Records contained in a dataset

·····

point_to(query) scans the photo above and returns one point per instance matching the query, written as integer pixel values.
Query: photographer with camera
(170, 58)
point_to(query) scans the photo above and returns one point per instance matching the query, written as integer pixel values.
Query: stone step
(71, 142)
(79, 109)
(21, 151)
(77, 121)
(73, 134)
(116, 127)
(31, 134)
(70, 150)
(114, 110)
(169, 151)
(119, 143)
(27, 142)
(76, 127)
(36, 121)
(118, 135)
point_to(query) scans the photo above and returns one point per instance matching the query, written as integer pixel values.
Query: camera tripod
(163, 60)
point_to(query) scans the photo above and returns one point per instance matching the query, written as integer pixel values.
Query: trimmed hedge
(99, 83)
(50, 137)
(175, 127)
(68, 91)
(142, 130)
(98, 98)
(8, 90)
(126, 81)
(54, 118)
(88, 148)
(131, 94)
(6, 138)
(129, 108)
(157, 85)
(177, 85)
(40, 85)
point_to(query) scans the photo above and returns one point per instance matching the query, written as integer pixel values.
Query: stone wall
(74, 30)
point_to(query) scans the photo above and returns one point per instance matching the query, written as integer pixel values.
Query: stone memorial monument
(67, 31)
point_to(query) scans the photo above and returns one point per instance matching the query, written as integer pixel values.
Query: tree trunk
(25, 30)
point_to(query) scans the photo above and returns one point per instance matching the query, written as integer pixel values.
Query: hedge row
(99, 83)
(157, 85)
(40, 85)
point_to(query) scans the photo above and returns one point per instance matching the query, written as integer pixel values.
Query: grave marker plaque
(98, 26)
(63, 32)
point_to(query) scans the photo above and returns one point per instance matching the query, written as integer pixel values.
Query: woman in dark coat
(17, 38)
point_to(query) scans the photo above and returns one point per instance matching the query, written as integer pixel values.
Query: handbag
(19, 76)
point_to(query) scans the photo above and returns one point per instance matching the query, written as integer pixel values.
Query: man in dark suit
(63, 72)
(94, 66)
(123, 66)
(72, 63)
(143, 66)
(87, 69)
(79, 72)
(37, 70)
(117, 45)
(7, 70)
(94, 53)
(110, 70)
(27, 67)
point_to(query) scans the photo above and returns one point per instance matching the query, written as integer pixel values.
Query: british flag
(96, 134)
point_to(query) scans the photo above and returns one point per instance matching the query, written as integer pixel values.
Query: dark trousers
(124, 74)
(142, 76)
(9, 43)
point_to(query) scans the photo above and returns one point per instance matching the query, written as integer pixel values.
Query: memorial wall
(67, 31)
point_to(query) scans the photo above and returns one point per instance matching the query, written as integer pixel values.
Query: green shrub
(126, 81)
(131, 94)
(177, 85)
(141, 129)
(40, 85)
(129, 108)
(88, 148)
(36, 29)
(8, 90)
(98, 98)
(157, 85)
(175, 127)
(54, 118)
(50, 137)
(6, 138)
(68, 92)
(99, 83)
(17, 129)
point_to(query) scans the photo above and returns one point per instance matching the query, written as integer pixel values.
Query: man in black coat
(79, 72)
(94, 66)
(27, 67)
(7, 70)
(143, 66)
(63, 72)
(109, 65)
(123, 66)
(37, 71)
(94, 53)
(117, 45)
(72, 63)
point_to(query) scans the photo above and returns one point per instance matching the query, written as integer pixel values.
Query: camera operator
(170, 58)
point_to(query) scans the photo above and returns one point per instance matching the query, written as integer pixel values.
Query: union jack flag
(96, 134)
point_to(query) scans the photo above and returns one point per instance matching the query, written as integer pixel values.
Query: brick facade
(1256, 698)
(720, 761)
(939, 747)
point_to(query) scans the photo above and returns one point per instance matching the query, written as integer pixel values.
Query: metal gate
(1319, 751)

·····

What the exercise asks
Look above for the line that holds "Query: dark trousers", then copy it and each line after it exactly, through the last line of the data.

Worked solution
Query: dark trousers
(124, 74)
(142, 76)
(9, 43)
point_to(query) scans the photo above and returns one point per instance matching the query, written as integer pixel values.
Query: memorial wall
(67, 31)
point_to(query) scans the photo above and returns one point per instance matching the query, written as integer pixel values.
Query: green shrub
(126, 81)
(131, 94)
(177, 85)
(141, 129)
(40, 85)
(129, 108)
(88, 148)
(36, 29)
(8, 90)
(98, 98)
(157, 85)
(175, 127)
(54, 118)
(50, 137)
(6, 138)
(68, 92)
(99, 83)
(17, 129)
point_to(query) scans the photo above and returns one point per instance matching the query, written as integer pixel values.
Query: man in black coat
(79, 72)
(94, 66)
(27, 67)
(7, 70)
(143, 66)
(63, 72)
(109, 65)
(123, 66)
(37, 71)
(94, 53)
(117, 45)
(72, 63)
point_to(query) scans the photo above and returns one point per instance matching the query, written as integer pixel values.
Query: camera operator
(170, 58)
point_to(query) scans the photo above and returns one point per instance matching the query, written as integer pixel values.
Query: union jack flag
(96, 134)
point_to(query) scans the photo above and returns one point per instance matching the query, written as integer pixel values.
Query: brick facade
(1256, 698)
(720, 761)
(939, 747)
point_to(query) scans the photo above and returns one point per instance matching the query, written as integer pixel values.
Query: metal gate
(1319, 751)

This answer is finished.